ACTIVITY —
Extract every line below that contains the word "jeans".

SUPPLIED INFORMATION —
%%
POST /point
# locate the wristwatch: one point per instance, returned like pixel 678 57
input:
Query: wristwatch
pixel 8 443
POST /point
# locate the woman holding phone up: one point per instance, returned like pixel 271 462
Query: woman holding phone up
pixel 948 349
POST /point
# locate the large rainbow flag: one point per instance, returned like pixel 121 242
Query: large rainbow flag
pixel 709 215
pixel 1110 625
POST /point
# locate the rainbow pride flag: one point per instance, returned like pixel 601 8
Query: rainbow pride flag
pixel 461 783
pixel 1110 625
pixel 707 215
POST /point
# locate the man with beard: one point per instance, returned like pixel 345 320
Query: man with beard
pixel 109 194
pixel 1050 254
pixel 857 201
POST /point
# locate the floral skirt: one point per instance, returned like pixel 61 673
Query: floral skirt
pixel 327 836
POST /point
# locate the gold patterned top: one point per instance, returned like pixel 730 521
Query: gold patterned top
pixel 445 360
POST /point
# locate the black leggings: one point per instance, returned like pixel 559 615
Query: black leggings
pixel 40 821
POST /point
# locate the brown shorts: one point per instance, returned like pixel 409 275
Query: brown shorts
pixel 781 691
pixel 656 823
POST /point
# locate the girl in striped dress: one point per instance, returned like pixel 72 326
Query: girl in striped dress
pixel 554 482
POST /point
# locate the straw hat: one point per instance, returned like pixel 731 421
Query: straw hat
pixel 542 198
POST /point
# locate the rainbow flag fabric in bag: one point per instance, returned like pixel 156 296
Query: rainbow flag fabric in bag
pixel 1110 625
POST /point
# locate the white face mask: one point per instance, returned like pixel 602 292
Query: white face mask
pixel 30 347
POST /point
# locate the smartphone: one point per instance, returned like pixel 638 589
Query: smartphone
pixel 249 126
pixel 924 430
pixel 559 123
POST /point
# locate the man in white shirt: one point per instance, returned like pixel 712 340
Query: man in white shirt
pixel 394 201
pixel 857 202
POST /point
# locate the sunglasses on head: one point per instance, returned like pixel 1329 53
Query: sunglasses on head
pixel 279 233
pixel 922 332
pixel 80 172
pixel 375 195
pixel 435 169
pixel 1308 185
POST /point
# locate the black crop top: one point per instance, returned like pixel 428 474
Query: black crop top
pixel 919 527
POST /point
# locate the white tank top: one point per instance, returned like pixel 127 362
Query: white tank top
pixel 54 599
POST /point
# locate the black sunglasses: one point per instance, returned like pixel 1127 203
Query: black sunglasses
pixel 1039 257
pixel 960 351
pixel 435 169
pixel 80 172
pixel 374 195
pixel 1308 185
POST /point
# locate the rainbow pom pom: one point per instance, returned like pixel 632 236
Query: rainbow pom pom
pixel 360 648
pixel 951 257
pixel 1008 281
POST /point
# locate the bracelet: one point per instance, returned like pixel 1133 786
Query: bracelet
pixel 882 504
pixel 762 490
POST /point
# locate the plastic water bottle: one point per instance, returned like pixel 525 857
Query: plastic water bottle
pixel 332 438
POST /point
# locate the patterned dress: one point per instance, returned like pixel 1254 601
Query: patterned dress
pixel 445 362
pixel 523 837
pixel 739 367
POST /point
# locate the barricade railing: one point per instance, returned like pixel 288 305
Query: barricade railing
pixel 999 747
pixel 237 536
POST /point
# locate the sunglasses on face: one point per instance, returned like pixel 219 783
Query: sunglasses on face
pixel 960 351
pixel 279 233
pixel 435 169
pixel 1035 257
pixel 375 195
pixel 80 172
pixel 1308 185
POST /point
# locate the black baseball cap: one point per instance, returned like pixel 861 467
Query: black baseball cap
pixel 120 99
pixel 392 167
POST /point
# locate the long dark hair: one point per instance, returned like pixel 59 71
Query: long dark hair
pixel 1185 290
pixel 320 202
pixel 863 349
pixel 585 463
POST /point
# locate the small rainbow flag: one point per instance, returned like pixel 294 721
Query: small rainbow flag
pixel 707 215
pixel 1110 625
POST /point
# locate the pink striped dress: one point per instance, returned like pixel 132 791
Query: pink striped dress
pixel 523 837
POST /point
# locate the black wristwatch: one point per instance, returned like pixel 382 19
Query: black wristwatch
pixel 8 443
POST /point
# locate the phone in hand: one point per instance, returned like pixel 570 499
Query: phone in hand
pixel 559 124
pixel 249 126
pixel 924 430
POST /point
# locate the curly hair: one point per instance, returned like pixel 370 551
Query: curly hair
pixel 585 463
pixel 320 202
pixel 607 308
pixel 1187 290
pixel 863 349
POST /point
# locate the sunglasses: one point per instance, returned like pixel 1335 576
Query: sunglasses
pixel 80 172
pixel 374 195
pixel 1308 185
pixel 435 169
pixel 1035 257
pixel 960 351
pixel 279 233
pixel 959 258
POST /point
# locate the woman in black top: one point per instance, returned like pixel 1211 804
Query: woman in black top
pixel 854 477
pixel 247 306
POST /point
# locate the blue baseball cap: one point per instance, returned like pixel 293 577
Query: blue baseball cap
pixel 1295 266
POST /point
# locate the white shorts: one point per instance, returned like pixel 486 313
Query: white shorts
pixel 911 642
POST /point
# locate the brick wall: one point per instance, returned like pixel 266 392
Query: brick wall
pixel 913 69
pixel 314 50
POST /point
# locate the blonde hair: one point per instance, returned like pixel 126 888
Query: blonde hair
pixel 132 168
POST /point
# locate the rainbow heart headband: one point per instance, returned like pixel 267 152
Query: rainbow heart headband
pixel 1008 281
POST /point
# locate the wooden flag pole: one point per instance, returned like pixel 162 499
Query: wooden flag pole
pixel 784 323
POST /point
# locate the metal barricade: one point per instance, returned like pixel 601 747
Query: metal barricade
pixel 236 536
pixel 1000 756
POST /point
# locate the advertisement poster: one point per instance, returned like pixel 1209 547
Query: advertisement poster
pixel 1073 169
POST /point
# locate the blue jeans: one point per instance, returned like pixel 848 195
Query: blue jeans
%%
FINAL ANSWER —
# locate the blue jeans: one point per instance, returned like pixel 848 195
Query: blue jeans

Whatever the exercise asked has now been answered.